§ **INSTRUCTIONS FOR THE TASK**: Gather each line of the records that contains the word "every", copying those lines in full.
+===+
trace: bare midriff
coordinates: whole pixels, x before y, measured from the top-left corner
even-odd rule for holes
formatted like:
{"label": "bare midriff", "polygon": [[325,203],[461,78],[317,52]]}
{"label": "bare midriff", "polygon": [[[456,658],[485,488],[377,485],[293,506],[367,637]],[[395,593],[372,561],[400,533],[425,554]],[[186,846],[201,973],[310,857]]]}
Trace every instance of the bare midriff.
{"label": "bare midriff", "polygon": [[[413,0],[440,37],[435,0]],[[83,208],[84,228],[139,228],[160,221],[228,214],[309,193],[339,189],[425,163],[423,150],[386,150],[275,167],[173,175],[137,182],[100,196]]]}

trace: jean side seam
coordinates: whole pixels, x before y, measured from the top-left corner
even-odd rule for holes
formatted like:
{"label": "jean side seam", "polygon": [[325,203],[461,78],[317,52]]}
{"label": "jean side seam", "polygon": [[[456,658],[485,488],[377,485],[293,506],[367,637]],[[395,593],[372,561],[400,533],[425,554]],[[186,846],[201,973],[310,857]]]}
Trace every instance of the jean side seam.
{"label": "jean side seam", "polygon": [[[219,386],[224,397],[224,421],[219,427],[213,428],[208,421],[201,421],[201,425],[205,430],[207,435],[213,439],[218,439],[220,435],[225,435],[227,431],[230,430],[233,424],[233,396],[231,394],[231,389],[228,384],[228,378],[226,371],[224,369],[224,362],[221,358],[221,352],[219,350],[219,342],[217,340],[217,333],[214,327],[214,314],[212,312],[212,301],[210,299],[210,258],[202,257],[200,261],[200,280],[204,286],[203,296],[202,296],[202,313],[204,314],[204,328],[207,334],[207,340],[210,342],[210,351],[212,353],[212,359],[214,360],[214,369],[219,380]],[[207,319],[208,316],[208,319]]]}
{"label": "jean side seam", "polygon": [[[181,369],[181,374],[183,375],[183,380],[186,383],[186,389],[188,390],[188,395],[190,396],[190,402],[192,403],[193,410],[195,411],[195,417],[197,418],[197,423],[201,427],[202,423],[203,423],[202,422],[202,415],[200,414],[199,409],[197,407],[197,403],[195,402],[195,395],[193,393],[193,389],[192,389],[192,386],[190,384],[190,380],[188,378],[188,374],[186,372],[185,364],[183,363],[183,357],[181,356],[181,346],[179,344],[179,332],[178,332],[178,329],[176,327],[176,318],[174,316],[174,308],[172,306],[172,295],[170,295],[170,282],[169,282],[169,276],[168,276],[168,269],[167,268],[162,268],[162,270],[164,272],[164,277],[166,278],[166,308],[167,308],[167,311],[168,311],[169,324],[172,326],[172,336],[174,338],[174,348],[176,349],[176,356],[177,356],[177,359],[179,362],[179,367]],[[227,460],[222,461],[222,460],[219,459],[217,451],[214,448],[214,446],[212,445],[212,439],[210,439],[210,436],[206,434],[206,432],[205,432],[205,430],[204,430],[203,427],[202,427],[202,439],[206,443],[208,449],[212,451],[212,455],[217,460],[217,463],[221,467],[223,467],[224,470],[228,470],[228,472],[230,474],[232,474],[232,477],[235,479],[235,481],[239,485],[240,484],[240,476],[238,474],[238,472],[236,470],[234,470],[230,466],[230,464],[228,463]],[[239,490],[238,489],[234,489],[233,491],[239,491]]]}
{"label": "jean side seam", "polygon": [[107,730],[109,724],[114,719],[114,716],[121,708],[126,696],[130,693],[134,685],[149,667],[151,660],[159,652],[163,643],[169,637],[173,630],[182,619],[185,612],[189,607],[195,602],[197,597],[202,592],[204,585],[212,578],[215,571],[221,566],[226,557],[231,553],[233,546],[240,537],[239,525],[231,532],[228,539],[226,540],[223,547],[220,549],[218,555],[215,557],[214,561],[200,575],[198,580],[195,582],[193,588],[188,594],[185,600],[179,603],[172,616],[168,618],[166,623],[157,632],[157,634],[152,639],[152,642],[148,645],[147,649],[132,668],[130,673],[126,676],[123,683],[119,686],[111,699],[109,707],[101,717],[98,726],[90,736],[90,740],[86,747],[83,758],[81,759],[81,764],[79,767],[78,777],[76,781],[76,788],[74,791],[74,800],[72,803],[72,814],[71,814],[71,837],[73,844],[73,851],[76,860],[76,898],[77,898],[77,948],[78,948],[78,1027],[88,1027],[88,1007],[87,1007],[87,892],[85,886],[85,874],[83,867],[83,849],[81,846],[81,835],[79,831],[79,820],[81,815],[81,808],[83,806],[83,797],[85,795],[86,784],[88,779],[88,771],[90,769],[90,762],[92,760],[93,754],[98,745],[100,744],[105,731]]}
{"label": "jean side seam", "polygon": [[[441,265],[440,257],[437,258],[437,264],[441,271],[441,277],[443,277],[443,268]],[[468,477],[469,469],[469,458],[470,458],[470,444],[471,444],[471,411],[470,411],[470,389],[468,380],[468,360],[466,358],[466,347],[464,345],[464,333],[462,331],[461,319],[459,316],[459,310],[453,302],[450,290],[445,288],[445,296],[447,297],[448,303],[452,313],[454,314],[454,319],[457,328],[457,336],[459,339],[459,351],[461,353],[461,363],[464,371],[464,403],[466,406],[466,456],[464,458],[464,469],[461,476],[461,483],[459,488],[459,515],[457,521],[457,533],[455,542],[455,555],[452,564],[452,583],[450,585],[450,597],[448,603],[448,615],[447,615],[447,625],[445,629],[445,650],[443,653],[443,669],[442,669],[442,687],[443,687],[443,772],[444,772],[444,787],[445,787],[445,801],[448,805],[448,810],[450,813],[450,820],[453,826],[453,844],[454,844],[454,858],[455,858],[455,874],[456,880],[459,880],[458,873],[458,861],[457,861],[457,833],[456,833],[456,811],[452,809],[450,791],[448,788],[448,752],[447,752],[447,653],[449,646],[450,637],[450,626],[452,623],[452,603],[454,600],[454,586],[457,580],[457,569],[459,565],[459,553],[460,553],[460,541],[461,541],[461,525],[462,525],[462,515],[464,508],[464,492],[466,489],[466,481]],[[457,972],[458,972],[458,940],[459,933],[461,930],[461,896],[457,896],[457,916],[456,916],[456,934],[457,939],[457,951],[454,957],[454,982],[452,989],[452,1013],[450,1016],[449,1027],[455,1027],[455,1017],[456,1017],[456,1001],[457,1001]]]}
+===+
§ **TASK RESULT**:
Trace every instance of the bare midriff.
Trace every instance of the jean side seam.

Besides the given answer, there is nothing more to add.